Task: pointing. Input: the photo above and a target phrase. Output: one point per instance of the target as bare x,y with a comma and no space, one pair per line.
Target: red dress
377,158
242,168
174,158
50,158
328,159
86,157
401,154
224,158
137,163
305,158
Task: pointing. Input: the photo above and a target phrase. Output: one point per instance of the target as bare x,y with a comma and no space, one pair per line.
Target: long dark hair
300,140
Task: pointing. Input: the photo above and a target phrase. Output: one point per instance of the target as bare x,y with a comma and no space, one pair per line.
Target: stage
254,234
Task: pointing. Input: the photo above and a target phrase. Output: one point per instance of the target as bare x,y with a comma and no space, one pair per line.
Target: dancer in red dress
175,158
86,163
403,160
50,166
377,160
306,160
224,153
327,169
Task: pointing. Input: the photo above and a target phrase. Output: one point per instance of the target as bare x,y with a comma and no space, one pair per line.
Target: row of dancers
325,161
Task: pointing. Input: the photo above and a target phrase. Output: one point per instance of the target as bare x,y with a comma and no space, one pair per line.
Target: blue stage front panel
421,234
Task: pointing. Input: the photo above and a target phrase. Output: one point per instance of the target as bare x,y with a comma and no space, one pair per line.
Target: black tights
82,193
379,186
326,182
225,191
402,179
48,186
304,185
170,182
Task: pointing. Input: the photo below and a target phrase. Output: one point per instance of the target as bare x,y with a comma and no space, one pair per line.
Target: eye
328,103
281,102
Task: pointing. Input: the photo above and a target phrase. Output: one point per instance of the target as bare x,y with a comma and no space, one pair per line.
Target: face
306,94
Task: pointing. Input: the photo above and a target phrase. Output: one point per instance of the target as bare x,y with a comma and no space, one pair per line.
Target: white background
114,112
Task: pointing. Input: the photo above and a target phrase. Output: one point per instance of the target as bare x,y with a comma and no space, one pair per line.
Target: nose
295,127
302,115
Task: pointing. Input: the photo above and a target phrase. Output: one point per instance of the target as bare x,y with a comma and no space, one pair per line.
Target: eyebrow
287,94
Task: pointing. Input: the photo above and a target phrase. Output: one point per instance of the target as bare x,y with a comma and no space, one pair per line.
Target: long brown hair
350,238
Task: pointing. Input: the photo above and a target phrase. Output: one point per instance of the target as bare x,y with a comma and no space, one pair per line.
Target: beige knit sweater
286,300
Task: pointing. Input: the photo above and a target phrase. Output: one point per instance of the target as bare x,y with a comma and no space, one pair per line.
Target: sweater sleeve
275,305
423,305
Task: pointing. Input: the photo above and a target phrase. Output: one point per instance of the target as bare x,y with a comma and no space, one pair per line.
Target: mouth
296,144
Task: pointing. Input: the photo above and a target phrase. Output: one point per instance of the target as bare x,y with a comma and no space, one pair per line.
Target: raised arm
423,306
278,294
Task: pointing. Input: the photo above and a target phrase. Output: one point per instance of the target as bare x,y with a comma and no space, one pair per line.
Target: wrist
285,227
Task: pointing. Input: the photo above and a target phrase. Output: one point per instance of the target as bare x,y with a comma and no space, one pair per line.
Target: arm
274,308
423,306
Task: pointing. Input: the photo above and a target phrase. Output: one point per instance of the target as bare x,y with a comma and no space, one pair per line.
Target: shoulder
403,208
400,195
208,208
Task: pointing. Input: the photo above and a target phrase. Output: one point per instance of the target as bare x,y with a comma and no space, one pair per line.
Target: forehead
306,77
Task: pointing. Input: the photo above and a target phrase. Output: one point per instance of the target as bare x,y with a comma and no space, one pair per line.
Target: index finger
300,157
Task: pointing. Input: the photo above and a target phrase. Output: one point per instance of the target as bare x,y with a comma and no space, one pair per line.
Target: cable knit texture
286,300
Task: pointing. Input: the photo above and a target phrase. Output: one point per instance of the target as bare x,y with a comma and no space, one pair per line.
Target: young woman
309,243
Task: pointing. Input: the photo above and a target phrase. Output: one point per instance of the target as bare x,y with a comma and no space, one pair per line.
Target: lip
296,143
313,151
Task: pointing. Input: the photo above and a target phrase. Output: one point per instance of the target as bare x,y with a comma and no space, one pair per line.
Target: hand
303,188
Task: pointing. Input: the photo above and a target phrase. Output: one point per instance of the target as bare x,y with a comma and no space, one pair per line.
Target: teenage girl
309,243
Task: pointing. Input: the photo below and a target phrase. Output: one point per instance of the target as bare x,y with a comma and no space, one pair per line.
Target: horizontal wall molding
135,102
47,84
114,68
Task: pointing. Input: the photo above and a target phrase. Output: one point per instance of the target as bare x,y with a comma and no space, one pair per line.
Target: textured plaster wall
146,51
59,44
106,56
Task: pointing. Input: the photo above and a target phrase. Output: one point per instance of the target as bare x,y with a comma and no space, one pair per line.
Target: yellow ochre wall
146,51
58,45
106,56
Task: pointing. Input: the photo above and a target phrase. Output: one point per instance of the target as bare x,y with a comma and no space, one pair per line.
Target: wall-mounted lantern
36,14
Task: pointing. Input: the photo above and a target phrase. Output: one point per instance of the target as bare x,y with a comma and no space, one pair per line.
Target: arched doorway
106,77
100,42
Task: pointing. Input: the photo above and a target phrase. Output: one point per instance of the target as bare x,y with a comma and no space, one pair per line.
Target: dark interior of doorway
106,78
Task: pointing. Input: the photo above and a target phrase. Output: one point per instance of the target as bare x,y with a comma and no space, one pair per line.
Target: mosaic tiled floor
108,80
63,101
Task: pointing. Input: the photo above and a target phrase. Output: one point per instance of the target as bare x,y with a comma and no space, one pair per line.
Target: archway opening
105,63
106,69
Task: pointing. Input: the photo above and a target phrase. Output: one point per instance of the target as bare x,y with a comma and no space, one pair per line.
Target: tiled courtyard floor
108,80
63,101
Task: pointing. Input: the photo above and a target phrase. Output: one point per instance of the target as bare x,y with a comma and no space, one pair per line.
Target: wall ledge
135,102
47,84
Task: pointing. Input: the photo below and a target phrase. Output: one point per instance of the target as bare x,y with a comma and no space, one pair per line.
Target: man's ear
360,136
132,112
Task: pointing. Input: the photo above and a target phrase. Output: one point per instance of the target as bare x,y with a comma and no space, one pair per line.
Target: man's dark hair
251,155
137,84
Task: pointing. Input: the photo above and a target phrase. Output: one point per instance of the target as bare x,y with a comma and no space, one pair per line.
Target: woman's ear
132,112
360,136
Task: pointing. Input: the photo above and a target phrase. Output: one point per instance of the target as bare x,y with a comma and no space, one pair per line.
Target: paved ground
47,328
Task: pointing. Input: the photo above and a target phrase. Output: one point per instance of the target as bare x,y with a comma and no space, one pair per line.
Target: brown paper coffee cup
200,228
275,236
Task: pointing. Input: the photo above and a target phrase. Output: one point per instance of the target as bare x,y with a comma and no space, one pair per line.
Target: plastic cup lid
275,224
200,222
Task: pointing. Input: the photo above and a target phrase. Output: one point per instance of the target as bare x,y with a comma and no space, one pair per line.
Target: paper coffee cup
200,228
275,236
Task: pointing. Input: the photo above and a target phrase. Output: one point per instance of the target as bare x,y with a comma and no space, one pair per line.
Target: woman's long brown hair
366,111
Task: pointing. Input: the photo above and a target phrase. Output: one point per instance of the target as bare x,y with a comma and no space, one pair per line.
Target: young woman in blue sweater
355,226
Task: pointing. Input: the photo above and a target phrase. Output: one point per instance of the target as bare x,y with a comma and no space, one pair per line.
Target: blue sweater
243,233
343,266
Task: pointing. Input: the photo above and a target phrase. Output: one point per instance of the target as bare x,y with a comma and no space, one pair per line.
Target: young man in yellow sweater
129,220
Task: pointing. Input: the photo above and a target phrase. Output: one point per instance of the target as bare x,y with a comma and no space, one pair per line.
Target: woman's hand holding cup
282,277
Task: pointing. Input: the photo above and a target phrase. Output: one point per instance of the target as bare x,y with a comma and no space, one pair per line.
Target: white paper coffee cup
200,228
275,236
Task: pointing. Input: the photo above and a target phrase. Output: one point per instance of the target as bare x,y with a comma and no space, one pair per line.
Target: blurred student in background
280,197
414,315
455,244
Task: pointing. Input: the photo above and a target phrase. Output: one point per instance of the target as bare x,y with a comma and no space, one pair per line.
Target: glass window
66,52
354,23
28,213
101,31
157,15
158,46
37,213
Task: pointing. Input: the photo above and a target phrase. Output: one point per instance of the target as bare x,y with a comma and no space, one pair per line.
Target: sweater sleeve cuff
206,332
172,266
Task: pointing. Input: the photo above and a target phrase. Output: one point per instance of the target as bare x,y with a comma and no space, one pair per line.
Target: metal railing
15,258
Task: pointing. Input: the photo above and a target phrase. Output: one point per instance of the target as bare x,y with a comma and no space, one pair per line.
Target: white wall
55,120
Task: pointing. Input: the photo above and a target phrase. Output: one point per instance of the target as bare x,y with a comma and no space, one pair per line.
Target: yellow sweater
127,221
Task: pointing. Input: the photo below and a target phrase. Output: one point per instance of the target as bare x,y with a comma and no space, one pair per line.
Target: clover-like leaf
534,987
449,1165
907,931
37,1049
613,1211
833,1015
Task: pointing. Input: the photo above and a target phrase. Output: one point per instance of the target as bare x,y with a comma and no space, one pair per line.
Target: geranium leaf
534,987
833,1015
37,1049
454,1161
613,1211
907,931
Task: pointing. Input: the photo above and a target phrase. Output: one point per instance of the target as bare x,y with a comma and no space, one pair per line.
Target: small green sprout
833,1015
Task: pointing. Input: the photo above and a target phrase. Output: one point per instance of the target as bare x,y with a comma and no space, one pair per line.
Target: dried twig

→ **Stated goal**
Report every line of the records that contains the word "brown", treating uppercase and lowercase as different.

→ **Solution to this task**
Target: long brown hair
Target: brown paper coffee cup
Target: woman's long brown hair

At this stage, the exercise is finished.